[DOCUMENT PASSAGE]:
Indian Express also gets Fasih’s name wrong, considered a minor infraction in Indian journalism, but assigns a new role to Fasih of being “Indian Mujahideen operator.” Not sure if this variety of operator is something similar to computer or phone operator. I am sure they meant “operative,” another much used term devoid of any meaning that can be used in place of much abused “terrorist.”
But the award for the article with most factual inaccuracies should go to First Post with their 10- sentence news story. The story first quotes Union Home Secretary RK Singh as saying that “We had info and evidence against him (Fasih Mohammed) for a long time.” FP fails to ask the obvious question for how long you had this evidence and what did you do with this information if you didn’t even contact Interpol until after Fasih’s wife Nikhat Parveen moves to the Supreme Court? Does this mean that you were sitting on a pile of information without taking any action?
But the worst part is this quote from an unnamed “senior police official”- “A year ago, he was arrested by Saudi Arabia police, and has since been in custody in that country. Investigative agencies in Delhi were in constant touch with Saudi Arabian authorities for his deportation to India.”
Fasih Mahmood had gone missing on May 13th, which was 160 days ago. How can you trust the press and the police for making and publishing an incorrect statement which is so central to the whole case?
RK Singh called Fasih’s arrest a “big catch,” though India has so far denied any involvement in Fasih’s detention in Saudi Arabia or his deportation in India. Not sure how can one take credit for something that you have been denying all along?

[DIRECTIONS]:
1. Which words or phrases of no more than three words appear inside quotation marks in the passage on press coverage of Fasih's arrest? List them all.
2. Answer these questions from the passage on press coverage of Fasih's arrest:
(a) On what date did Fasih Mahmood go missing?
(b) Who moved to the Supreme Court?
(c) How many sentences long was the First Post news story?

[COLLECTED MATERIAL]:

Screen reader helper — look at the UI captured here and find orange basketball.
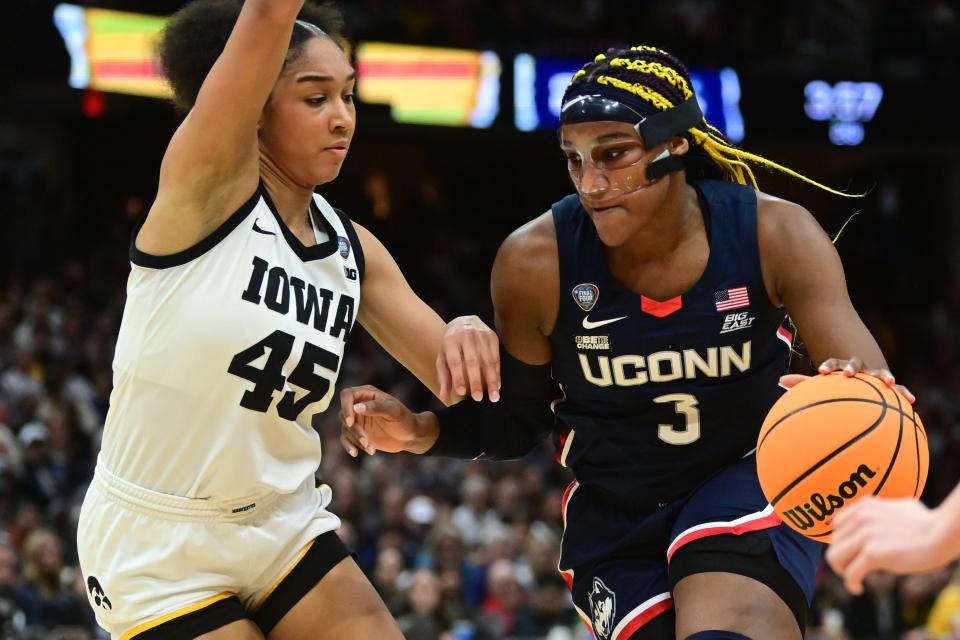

[OUTPUTS IN ORDER]:
1.
"Indian Mujahideen operator"
"operative"
"terrorist"
"senior police official"
"big catch"

2.
(a) May 13th
(b) Fasih's wife, Nikhat Parveen
(c) 10